▶ Given records
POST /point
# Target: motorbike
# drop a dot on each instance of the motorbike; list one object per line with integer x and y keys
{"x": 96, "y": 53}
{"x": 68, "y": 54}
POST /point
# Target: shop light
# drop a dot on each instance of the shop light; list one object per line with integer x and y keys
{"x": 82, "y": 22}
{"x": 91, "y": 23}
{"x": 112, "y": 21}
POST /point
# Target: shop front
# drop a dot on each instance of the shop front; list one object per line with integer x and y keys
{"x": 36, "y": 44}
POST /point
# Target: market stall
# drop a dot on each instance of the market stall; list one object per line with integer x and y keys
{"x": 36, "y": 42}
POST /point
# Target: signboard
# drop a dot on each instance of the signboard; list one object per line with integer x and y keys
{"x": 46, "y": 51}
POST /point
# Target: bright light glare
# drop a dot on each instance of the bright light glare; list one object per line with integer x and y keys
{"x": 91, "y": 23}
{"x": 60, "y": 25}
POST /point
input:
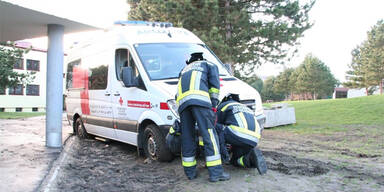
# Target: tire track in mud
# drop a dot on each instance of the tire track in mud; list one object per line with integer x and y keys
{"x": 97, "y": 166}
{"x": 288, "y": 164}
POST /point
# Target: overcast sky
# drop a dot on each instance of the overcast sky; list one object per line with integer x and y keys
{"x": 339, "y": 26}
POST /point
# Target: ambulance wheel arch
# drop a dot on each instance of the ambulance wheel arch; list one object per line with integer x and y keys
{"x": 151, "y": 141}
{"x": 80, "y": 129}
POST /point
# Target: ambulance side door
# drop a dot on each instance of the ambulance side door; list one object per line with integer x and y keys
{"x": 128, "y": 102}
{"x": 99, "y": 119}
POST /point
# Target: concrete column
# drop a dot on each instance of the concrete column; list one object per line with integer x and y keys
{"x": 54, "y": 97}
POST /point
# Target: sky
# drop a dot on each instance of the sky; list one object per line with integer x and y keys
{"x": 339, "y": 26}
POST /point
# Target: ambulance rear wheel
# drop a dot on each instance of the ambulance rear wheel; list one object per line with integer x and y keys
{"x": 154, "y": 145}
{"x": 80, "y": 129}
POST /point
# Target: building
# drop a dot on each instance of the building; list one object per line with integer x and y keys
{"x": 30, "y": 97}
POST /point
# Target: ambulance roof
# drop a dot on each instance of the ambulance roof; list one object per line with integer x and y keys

==

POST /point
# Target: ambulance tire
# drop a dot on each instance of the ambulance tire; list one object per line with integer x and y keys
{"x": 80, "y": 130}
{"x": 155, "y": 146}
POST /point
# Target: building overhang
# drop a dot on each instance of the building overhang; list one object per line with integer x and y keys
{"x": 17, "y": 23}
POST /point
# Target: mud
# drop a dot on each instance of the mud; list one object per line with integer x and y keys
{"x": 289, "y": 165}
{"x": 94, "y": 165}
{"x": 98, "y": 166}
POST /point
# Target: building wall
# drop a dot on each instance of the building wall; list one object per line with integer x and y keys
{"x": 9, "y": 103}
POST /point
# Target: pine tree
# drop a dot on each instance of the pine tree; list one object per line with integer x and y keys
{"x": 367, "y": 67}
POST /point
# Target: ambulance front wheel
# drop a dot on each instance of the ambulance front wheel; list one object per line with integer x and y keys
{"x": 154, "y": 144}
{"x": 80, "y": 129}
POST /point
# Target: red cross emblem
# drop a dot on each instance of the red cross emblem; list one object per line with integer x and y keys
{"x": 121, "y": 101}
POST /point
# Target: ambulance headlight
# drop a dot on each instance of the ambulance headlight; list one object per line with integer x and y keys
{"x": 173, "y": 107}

--

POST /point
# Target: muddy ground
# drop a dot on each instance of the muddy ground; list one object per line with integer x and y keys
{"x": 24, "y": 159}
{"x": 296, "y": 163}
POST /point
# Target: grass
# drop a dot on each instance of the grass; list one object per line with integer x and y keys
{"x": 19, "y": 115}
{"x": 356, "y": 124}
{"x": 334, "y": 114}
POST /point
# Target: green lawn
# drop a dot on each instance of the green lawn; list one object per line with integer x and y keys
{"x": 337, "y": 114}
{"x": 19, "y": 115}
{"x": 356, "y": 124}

▶ Exercise goal
Return each line of the data above that contains the string "building", copying the full line. Treat uppercase and lowercase letters as different.

▶ Answer to the task
# Target: building
# drop a dot on each instance of the building; list one object per line with integer x and y keys
# Target: building overhang
# drop a dot on each instance of the building overhang; list one object per line with integer x and y keys
# Target: building wall
# drop a dot on each instance of the building wall; list one object per line with integer x and y keys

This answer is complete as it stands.